EXTRACT TO READ:
━━━━━━━━━━━━━━━━━━━━━━━━━━━━━━
People living on under $2 per day need to transact with money just like everyone else. 

Just like everyone else, the people with the least income need to have money to buy stuff, a place to store money, and a way to transfer money. For example, the poor may receive income from work or by selling crops or products; they may need to borrow money for large purchases for important life events like weddings or funerals, or to invest in money making opportunities. Most poor people, particularly those living in countries where poverty is widespread, have no access to formal financial products or services to help them manage these transactions and their money. The Bill and Melinda Gates Foundation believes that access to formal payments systems is fundamental to enable poor people to become more economically stable, prosperous and resilient. If popularly accepted and available at critical moments, effective financial products or services can help households capture an opportunity to climb out of poverty or weather a crisis or emergency without falling deeper into poverty.

Mobile Payment Systems

The foundation also believes that nascent mobile payments ecosystems have the potential to transform how people access financial services that move them out of poverty and help them hold on to economic gains in times of crisis. The high penetration rates of mobile phones and their ability to function as a channel to deliver financial services can be a catalyst for innovative financial services designed for people who survive on very low incomes.
━━━━━━━━━━━━━━━━━━━━━━━━━━━━━━
SUPPLIED ENTRIES:
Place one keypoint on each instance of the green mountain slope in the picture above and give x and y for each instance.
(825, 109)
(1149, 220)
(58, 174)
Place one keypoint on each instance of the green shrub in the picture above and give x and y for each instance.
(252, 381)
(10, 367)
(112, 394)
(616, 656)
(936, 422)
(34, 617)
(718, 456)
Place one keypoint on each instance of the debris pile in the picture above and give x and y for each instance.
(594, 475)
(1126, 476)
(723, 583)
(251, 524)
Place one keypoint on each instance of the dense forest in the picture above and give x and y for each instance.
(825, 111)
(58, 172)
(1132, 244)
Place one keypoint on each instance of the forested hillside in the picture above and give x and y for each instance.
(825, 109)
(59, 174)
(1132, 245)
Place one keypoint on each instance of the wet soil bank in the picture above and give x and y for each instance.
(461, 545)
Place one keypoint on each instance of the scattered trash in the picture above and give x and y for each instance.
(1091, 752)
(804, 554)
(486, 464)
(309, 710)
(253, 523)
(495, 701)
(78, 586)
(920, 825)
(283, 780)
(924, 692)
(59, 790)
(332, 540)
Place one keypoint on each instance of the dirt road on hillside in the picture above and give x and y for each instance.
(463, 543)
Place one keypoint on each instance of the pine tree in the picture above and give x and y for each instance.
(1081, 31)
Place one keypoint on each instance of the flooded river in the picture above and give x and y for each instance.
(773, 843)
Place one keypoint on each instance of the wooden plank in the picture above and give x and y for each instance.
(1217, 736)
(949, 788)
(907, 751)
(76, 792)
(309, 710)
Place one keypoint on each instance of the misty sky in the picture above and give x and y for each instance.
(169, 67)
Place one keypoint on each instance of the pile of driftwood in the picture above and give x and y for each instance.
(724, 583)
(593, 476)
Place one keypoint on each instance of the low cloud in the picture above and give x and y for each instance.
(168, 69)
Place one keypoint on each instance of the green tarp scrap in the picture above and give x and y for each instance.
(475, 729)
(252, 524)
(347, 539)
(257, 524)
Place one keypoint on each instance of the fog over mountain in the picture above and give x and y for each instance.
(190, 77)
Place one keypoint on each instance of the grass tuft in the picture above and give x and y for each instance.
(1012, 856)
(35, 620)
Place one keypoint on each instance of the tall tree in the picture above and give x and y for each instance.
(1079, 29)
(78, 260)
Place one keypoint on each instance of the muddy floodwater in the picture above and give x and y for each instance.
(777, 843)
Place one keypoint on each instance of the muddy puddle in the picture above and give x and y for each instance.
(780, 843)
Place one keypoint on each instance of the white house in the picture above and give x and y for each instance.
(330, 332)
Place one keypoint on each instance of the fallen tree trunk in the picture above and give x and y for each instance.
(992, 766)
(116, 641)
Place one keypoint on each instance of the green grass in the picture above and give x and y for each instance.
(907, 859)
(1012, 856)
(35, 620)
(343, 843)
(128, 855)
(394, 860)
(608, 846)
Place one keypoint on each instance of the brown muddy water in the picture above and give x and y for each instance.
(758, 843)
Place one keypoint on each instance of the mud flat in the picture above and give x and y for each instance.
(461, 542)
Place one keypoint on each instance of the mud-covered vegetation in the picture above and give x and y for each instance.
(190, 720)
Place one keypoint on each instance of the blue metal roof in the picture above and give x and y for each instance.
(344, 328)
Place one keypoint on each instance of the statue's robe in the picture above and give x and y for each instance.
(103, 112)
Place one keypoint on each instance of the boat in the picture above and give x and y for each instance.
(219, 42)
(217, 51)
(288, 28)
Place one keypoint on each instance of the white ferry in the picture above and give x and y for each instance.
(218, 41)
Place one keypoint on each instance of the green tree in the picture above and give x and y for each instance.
━━━━━━━━━━━━━━━━━━━━━━━━━━━━━━
REQUIRED ACTIONS:
1 – From the passage on financial services for the poor, list the three things that the text says people with the least income need.
2 – According to the passage on financial services for the poor, what does the Bill and Melinda Gates Foundation believe access to formal payments systems can help poor people become?
3 – Pick up the passage on financial services for the poor after its last sentence and continue it.
The items were taken from a separate source.

RESULTS IN ORDER:
1 –
Money to buy stuff
A place to store money
A way to transfer money

2 – More economically stable, prosperous and resilient.

3 –
One of the key characteristics of a vibrant mobile payment ecosystem is digital liquidity: that is, the ability of the local economy to support mobile money staying digital. One significant way to do this is to dramatically increase the number of places where a mobile money user can make mobile payments. People with mobile money accounts from any provider need to be able to use these accounts in the local economies where they live and work to easily buy essentials like health products, pay school fees, and purchase services. 

A number of marketplace conditions have impeded acceptance of mobile money by small merchants and service providers, including: 

  • Business Models & Economics: Costs for buyers and sellers using mobile payments are often excessive when compared with cash.
  • Connectivity: Power and network connectivity are intermittent preventing electronic transactions to clear.
  • Trust: Mobile payments are viewed as less dependable than cash.
  • Ease of Use: Pervasive feature phones have limited user interface capabilities. Users may have reading and technical challenges when compared to using cash.
  • Regulation: Sellers are concerned that the transition from cash to mobile payments will be burdened by excessive regulations, new taxes and additional costs.
  • Safety and security: Sellers feel that their transactions are not secure.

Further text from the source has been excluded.